## Text excerpt
* * * * *
Evolving Investment Climate

The US dollar’s weakness in recent months, despite negative interest rates in Europe and Japan likely had many contributing factors.  These factors include shifting views of Fed policy, weaker US growth, the recovery in commodity prices, including oil, gold and iron ore, and market positioning. 

A new phase began in late-April/early May.  The dramatic rally in iron prices reversed, and the Australian dollar, bottomed against the US dollar in mid-January, seemingly to anticipate the broader trend weakness.  It peaked a week before the other major currencies, including the euro, yen, sterling and the Canadian dollar. 

The US dollar bottomed against a swath of currencies on May 3.  The greenback’s technical tone began strengthening seemingly before the fundamentals.   However, by time the dollar turned, the US economy was already recovering from the soft patch seen in Q4 15 and Q1 16.
 
Last week, the combination of constructive data, the FOMC minutes and NY Fed President Dudley, pushed up US interest rates and widened the premium relative to other major countries.  The widening rate differentials provided fundamental support for the dollar.

The Federal Reserve succeeded in convincing the market that a summer rate hike was more likely than it previously believed.   Moreover, Dudley, who we argue, is part of the Fed’s leadership from which policy emanates, recognized risks posed by the UK referendum, and put the market on notice that although there is no scheduled press conference afterward, a move at the July meeting is also a distinct possibility.
* * * * *
## Listing
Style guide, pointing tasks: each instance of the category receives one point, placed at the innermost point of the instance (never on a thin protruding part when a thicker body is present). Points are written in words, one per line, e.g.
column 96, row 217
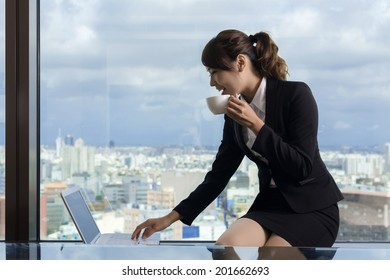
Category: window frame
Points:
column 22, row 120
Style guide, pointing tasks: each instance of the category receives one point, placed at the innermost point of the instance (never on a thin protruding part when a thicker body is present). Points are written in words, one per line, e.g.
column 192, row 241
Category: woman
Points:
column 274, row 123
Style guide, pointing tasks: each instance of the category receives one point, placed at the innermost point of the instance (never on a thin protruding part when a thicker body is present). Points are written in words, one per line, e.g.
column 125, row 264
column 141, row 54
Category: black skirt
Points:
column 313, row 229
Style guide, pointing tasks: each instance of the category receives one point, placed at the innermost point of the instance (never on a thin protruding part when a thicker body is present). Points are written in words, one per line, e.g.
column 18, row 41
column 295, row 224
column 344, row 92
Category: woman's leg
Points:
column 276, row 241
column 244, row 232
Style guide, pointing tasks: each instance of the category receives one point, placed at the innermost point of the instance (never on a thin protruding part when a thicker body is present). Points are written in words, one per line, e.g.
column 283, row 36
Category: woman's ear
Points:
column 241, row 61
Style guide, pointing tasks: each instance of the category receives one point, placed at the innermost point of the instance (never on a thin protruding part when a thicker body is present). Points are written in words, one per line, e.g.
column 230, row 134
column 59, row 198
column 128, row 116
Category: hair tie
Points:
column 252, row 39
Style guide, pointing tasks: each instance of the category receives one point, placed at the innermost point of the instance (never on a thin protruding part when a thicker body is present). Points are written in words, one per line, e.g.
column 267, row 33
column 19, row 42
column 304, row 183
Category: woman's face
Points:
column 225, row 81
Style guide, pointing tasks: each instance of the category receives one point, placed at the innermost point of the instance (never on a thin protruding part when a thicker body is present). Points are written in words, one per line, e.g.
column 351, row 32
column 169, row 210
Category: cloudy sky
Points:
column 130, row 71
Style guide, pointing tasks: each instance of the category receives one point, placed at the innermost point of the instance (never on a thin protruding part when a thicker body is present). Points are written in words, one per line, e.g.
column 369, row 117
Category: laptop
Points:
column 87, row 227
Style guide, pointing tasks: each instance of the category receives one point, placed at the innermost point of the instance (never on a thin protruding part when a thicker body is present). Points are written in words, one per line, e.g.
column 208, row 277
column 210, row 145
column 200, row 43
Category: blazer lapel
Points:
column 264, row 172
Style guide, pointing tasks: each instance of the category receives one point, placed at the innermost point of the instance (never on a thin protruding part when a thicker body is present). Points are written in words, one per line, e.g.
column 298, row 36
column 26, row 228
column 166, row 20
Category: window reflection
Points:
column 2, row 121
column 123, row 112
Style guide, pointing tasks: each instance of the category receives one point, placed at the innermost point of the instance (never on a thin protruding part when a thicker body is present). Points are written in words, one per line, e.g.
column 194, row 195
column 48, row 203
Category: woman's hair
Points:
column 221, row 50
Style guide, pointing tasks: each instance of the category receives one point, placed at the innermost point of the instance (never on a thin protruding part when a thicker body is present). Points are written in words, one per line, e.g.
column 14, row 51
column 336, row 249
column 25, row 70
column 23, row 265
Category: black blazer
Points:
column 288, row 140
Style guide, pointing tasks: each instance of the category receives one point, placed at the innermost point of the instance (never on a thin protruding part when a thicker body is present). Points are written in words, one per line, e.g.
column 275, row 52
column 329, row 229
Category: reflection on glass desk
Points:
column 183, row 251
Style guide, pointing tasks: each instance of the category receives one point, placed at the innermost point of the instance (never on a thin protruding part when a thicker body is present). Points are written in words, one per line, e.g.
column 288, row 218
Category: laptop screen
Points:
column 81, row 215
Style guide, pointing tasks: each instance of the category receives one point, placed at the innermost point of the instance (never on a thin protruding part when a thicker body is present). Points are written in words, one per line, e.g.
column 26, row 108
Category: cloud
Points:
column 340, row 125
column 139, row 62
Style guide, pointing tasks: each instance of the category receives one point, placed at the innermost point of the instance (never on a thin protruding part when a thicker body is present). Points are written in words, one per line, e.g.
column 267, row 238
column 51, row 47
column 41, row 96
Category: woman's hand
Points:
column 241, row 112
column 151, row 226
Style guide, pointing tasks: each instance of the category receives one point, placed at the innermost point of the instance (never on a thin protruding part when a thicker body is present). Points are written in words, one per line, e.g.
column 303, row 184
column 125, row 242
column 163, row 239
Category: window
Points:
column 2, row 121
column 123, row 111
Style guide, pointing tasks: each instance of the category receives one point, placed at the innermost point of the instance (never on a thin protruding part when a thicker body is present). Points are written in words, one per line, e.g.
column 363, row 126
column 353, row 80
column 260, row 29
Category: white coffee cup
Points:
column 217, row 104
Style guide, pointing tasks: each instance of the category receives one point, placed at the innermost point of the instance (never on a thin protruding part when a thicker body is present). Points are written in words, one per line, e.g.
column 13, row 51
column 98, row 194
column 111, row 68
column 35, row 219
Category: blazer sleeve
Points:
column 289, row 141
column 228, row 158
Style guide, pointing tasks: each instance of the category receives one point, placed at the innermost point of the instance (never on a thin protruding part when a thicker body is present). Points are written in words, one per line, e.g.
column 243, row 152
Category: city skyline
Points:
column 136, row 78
* * * * *
## Required actions
• A. According to the investment climate text, on what date did the US dollar bottom against a swath of currencies?
• B. Rewrite the part of the investment climate text that opens with "Evolving Investment Climate" and closes with "and market positioning.", swapping "commodity prices" for "raw material prices".

## Answers per task
• A. May 3

• B.
Evolving Investment Climate

The US dollar’s weakness in recent months, despite negative interest rates in Europe and Japan likely had many contributing factors.  These factors include shifting views of Fed policy, weaker US growth, the recovery in raw material prices, including oil, gold and iron ore, and market positioning.